Denn, alles was mit Leerzeichen getrennt ist, ist ein Parameter!!!

Dh, er würde das im schlimmsten Fall als mehrere Parameter interpretieren! Desweiteren wenn ein Leerzeichen im Pfad ist, geht das sowieso nicht!!

Oder cmd /c java -jar "pfad_mit_leerzeichen_zur_datei.jar"


----------



## Guest (10. Jul 2007)

cool....
mit "start" gehts...
vielen dank!!!!!


----------



## thE_29 (10. Jul 2007)

Es geht sicher auch ohne ^^

Du machst ne neue Konsole mit cmd /c auf und danach mit start noch eine?!? Sinnhaftigkeit => gar keine!


----------



## The_S (11. Jul 2007)

Mit cmd /c greifst du imho auf die Konsole zu, also in diesem Fall auf die selbe Instanz, die bereits von dem ursprünglichen Java-Programm verwendet wird. Damit wird er nicht klarkommen, deshalb neue Konsole mit start.


----------



## thE_29 (11. Jul 2007)

Schon mal die Hilfe gelesen?

/C      Führt den Befehl in der Zeichenfolge aus und endet dann
/K      Führt den Befehl in der Zeichenfolge aus und endet dann nicht.

So, probier mal

cmd /c dir
Wenn du hier exit eingibst, macht er dir die Shell zu, da die extra Shell für dir automatisch zugemacht wurde ^^

Machst du cmd /k dir kannst du nachher exit eingeben, da diese extra Shell nicht zugemacht wurde!


----------



## The_S (11. Jul 2007)

Nö, Hilfe habe ich noch nicht gelesen. Da ich dieses Verhalten aber auch schon einige male mitbekommen habe, kann ich mir auch keine andere Erklärung für diese Eigenschaft denken.


----------



## sunfy (6. Sep 2007)

Wie lautet der Befehl für das selbe Problem unter Unix?

cmd /C    geht da ja nicht.

Gruß Sunfy


----------

___

▶ [Gestellte Aufgabe A]: Gib in den Datenzeilen unten alles von der Zeile mit „Practice step: locate the brown“ bis hinunter zur Zeile mit „Practice step: locate the large“ als JSON-Liste von Strings aus, einen String pro Zeile und ohne Leerzeilen.

___

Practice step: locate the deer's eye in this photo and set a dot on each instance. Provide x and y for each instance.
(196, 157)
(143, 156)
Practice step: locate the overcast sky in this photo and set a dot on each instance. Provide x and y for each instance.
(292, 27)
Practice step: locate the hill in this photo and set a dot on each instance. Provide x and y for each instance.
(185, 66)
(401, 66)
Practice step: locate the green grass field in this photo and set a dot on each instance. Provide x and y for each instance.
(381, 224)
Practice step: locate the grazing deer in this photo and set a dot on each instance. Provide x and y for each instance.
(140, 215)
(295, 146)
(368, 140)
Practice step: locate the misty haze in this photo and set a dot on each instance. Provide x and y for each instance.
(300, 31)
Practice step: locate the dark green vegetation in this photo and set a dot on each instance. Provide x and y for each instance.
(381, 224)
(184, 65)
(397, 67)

___

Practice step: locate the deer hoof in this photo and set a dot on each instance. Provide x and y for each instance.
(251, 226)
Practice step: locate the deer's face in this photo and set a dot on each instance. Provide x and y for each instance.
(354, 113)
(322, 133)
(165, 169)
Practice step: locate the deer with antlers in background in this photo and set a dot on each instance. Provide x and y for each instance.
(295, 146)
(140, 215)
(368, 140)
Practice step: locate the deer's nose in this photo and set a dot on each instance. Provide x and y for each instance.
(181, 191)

___

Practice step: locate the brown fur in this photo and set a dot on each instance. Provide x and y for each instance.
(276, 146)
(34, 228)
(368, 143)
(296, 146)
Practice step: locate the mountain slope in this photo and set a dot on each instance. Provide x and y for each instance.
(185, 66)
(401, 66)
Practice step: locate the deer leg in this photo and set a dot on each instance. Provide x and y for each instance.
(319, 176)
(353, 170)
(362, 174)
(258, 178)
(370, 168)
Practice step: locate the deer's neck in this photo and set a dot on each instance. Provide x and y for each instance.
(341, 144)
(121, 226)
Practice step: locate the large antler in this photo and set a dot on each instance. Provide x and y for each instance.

___

▶ [Gestellte Aufgabe B]:
Beantworte zum Forenthread:
(i) Womit funktioniert der Aufruf laut dem Beitrag von Guest vom 10. Jul 2007?
(ii) Was bewirkt laut der zitierten Hilfe der Schalter /K?
(iii) Für welches System sucht sunfy den passenden Befehl?

▶ [Richtige Antwort A]:
[
  "Practice step: locate the brown fur in this photo and set a dot on each instance. Provide x and y for each instance.",
  "(276, 146)",
  "(34, 228)",
  "(368, 143)",
  "(296, 146)",
  "Practice step: locate the mountain slope in this photo and set a dot on each instance. Provide x and y for each instance.",
  "(185, 66)",
  "(401, 66)",
  "Practice step: locate the deer leg in this photo and set a dot on each instance. Provide x and y for each instance.",
  "(319, 176)",
  "(353, 170)",
  "(362, 174)",
  "(258, 178)",
  "(370, 168)",
  "Practice step: locate the deer's neck in this photo and set a dot on each instance. Provide x and y for each instance.",
  "(341, 144)",
  "(121, 226)",
  "Practice step: locate the large antler in this photo and set a dot on each instance. Provide x and y for each instance."
]

▶ [Richtige Antwort B]:
(i) Mit „start“.
(ii) Er führt den Befehl in der Zeichenfolge aus und endet dann nicht.
(iii) Für Unix.